━━━━━ RECORDED INFORMATION

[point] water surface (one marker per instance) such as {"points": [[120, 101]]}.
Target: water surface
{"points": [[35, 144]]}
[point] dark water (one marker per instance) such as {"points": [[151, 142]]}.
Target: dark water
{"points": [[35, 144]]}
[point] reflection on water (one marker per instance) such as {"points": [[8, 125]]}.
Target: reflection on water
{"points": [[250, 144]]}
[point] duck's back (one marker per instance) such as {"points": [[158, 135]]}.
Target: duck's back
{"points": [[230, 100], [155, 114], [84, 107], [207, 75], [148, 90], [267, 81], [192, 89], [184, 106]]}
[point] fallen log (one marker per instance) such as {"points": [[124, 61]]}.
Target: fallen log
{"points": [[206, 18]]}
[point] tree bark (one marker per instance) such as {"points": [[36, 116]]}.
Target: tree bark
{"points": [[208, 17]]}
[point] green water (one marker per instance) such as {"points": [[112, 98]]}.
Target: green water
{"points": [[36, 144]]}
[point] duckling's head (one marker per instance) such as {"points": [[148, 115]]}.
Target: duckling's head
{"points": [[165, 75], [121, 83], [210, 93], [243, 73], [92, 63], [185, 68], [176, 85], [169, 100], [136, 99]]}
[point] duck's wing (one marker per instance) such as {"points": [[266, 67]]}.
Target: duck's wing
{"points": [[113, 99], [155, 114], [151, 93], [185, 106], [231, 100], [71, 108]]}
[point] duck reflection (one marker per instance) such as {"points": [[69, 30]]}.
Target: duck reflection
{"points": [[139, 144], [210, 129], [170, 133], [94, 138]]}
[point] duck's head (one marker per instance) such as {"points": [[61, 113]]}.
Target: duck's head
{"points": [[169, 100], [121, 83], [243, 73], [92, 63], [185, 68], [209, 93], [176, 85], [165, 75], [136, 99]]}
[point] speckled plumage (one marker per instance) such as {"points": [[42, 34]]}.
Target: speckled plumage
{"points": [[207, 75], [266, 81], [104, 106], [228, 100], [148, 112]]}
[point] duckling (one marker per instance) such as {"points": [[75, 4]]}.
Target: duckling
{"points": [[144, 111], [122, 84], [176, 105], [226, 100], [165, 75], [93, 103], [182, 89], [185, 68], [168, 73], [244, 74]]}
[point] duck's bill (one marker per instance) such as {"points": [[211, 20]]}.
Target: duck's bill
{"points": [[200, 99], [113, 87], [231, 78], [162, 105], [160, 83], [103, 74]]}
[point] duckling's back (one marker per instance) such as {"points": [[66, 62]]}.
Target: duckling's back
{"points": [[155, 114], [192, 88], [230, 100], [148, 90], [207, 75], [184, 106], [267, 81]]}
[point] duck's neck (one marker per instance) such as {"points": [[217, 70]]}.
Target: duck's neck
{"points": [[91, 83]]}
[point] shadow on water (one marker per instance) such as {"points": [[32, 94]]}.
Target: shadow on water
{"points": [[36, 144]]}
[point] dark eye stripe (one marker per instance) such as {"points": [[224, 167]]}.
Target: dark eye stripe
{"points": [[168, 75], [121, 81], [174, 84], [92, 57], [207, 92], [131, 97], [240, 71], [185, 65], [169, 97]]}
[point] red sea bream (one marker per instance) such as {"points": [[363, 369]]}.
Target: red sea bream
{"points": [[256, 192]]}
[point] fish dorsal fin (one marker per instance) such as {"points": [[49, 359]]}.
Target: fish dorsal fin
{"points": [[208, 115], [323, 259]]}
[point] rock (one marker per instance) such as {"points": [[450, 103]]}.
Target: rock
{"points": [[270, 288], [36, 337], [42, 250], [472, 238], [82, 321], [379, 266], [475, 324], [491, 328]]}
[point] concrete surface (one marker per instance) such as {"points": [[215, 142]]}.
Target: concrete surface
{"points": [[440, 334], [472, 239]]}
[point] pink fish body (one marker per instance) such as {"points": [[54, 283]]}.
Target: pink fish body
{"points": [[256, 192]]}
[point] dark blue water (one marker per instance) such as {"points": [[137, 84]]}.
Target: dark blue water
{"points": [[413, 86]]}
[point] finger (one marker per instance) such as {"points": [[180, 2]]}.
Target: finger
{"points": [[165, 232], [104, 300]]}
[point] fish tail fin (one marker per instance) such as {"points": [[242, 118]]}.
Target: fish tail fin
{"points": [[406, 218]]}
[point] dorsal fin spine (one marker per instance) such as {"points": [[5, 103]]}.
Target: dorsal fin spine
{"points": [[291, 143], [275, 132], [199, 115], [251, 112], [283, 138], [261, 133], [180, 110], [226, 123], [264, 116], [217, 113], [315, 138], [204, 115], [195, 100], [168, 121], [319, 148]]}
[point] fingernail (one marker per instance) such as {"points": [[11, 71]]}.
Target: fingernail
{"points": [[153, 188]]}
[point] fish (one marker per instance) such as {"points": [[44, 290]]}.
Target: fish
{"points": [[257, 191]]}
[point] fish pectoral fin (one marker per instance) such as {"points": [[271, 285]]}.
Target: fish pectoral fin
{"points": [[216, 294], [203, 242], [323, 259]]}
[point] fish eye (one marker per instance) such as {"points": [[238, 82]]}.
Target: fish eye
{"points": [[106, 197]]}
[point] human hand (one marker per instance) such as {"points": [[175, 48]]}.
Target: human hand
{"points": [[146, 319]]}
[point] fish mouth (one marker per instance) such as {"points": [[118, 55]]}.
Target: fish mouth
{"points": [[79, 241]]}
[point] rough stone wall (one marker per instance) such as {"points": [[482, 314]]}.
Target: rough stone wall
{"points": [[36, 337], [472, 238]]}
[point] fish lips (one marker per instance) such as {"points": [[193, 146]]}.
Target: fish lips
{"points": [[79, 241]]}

━━━━━━━━━━

■ TASK STATEMENT:
Reproduce the entries word for word, starting with the line containing "[point] fish pectoral" and ending with the final line of the entries, both included.

■ EXERCISE SOLUTION:
[point] fish pectoral fin (one marker per instance) such as {"points": [[271, 285]]}.
Target: fish pectoral fin
{"points": [[216, 294], [203, 242], [323, 259]]}
[point] fish eye (one marker per instance) such as {"points": [[238, 82]]}.
Target: fish eye
{"points": [[106, 197]]}
[point] human hand (one marker per instance) such as {"points": [[175, 48]]}.
Target: human hand
{"points": [[146, 319]]}
[point] fish mouth (one marker per instance) such as {"points": [[118, 55]]}.
Target: fish mouth
{"points": [[79, 241]]}
[point] rough stone wall (one marker per instance) such as {"points": [[482, 314]]}.
Target: rough stone wall
{"points": [[36, 337], [472, 238]]}
[point] fish lips (one marker per instance) such as {"points": [[193, 146]]}.
Target: fish lips
{"points": [[79, 241]]}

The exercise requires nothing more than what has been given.